**Problem statement:** Exactly as given, write out the lines from the one containing "quick one for ya, tell me where the man's face" through the end of the listing, with both ends included and nothing else.
-- Opening Marker --
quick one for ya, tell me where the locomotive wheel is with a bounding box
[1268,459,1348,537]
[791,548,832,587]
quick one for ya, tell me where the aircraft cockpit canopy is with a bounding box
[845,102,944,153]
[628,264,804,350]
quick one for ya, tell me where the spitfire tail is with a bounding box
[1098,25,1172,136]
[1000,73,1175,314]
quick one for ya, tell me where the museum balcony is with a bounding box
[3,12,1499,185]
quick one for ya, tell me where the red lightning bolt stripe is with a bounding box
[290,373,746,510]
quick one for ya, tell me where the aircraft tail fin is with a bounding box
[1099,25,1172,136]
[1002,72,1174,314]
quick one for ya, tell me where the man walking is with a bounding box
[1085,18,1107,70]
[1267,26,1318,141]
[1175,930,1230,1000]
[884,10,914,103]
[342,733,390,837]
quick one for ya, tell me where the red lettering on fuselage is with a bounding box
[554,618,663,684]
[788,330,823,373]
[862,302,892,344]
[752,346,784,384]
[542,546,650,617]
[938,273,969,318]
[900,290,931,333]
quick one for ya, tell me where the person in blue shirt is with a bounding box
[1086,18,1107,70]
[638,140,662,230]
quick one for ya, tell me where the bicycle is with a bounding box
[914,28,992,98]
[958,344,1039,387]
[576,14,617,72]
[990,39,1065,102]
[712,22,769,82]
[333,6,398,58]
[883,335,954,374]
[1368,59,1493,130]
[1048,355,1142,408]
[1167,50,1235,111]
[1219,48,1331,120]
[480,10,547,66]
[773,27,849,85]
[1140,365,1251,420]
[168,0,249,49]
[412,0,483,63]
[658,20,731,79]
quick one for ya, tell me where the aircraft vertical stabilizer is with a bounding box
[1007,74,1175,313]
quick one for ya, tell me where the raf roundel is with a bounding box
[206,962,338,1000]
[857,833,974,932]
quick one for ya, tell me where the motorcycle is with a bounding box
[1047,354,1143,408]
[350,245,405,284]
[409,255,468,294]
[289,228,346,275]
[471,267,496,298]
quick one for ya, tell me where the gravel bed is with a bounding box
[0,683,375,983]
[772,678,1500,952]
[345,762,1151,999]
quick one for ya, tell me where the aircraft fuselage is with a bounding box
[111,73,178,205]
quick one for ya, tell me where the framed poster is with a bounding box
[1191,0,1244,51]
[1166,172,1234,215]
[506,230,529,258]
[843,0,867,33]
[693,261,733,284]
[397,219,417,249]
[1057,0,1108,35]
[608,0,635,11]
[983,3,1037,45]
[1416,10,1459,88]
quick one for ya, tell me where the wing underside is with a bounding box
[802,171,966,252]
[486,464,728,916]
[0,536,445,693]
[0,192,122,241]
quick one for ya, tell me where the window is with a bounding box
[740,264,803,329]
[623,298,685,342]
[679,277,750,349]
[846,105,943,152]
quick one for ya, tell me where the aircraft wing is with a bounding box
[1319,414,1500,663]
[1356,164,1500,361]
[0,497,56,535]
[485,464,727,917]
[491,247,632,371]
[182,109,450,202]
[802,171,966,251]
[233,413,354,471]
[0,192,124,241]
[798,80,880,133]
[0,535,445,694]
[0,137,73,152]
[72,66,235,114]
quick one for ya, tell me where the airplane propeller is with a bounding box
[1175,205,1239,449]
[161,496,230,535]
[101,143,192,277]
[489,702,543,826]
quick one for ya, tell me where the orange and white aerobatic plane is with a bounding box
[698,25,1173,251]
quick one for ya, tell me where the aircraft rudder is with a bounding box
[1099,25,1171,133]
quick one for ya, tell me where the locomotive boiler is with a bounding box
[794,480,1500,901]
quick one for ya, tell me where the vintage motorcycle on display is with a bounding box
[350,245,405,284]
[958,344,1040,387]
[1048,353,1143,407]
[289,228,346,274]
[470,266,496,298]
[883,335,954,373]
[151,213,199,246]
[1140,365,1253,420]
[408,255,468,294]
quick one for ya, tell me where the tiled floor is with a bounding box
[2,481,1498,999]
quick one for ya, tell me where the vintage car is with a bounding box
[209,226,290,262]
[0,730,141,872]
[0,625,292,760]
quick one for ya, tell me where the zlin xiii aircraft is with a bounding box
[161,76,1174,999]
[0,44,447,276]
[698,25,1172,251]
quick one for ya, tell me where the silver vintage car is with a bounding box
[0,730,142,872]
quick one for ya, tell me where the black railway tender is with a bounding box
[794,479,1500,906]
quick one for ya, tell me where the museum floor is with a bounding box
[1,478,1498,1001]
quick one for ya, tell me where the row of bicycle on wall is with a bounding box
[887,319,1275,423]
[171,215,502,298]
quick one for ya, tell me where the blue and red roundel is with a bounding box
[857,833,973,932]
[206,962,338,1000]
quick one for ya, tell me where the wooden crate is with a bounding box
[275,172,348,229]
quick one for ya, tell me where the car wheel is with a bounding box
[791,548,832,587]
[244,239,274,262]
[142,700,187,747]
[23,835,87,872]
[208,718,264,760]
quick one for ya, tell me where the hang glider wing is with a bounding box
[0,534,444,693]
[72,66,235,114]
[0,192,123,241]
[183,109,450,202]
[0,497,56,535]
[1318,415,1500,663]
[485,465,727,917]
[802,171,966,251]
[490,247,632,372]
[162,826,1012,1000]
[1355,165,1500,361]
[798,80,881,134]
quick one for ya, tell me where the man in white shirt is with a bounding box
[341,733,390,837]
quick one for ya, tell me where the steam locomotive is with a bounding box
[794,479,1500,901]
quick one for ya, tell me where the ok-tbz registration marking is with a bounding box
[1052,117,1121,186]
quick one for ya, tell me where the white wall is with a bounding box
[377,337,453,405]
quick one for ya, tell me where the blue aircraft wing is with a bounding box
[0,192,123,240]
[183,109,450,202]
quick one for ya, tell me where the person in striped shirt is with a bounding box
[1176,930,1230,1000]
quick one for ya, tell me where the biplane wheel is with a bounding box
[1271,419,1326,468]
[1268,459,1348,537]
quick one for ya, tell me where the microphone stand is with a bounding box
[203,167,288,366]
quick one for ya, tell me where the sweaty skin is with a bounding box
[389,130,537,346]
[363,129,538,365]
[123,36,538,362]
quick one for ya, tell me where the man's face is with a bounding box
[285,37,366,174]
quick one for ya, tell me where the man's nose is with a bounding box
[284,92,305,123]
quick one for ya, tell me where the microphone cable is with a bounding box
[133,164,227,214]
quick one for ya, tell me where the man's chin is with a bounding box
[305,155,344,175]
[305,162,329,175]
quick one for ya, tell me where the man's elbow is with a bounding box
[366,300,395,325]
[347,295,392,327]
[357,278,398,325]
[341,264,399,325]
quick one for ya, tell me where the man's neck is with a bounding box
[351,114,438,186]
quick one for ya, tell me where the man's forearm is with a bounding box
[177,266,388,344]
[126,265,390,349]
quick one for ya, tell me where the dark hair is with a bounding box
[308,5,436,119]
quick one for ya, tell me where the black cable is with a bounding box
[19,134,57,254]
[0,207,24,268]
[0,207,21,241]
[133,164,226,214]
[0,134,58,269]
-- Closing Marker --
**Response area:**
quick one for ya, tell me where the man's face is with a bounding box
[285,37,366,174]
quick one for ya, tell me where the man's nose is with a bounding box
[284,92,305,123]
quick one for ya, tell me where the microphone cable is with a bounding box
[133,164,227,214]
quick one for ya, tell me where the man's chin is with a bounding box
[305,155,344,175]
[305,162,329,175]
quick one for ya, tell me where the man's elbow is with a bounding box
[366,300,395,325]
[347,295,392,327]
[357,278,398,325]
[341,264,399,325]
quick one for ya, tell me where the man's neck is with a bounding box
[351,114,438,186]
quick one for ya, tell me where the man's forearm is with a bounding box
[177,266,388,344]
[126,265,390,349]
quick one for ya, tell me where the dark hair is with a bounding box
[308,5,436,119]
quick one for ya, tell me where the black cable is with a bounding box
[19,134,57,254]
[0,207,24,268]
[0,207,21,241]
[133,164,226,214]
[0,134,58,269]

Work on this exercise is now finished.